**Records shown:**
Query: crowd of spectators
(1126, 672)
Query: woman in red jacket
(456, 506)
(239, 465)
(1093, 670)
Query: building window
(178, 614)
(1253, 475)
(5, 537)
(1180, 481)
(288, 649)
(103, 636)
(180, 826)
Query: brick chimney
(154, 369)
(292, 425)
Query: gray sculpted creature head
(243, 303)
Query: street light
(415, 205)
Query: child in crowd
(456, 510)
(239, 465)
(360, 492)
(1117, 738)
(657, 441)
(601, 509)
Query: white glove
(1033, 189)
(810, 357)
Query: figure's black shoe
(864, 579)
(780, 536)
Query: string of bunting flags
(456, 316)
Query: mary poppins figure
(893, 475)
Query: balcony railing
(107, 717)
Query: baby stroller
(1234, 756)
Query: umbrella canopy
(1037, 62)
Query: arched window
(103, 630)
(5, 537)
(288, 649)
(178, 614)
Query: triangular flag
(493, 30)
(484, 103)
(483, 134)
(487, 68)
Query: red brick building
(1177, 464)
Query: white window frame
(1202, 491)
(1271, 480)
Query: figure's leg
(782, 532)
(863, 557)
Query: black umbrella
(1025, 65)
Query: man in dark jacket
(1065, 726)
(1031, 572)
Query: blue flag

**Problem statement:** Set down, word for word, everything from the first of the items above down to the line containing "(1271, 480)", including both ends.

**The completed task:**
Query: crowd of spectators
(1126, 672)
Query: woman in red jacket
(456, 506)
(239, 465)
(1093, 670)
Query: building window
(178, 614)
(1253, 475)
(5, 537)
(1180, 481)
(288, 649)
(103, 636)
(180, 826)
Query: brick chimney
(154, 369)
(292, 425)
Query: gray sculpted creature head
(243, 303)
Query: street light
(415, 205)
Query: child in crowd
(456, 510)
(239, 465)
(360, 492)
(1117, 738)
(657, 441)
(601, 509)
Query: white glove
(1033, 189)
(810, 357)
Query: figure's black shoe
(864, 579)
(780, 536)
Query: string of bunting flags
(456, 316)
Query: mary poppins figure
(893, 475)
Query: balcony railing
(107, 717)
Query: baby stroller
(1234, 756)
Query: umbrella canopy
(1037, 62)
Query: arched window
(103, 630)
(5, 537)
(288, 649)
(178, 614)
Query: triangular flag
(493, 30)
(484, 103)
(483, 134)
(487, 68)
Query: red brick building
(1177, 464)
Query: white window frame
(1202, 491)
(1271, 480)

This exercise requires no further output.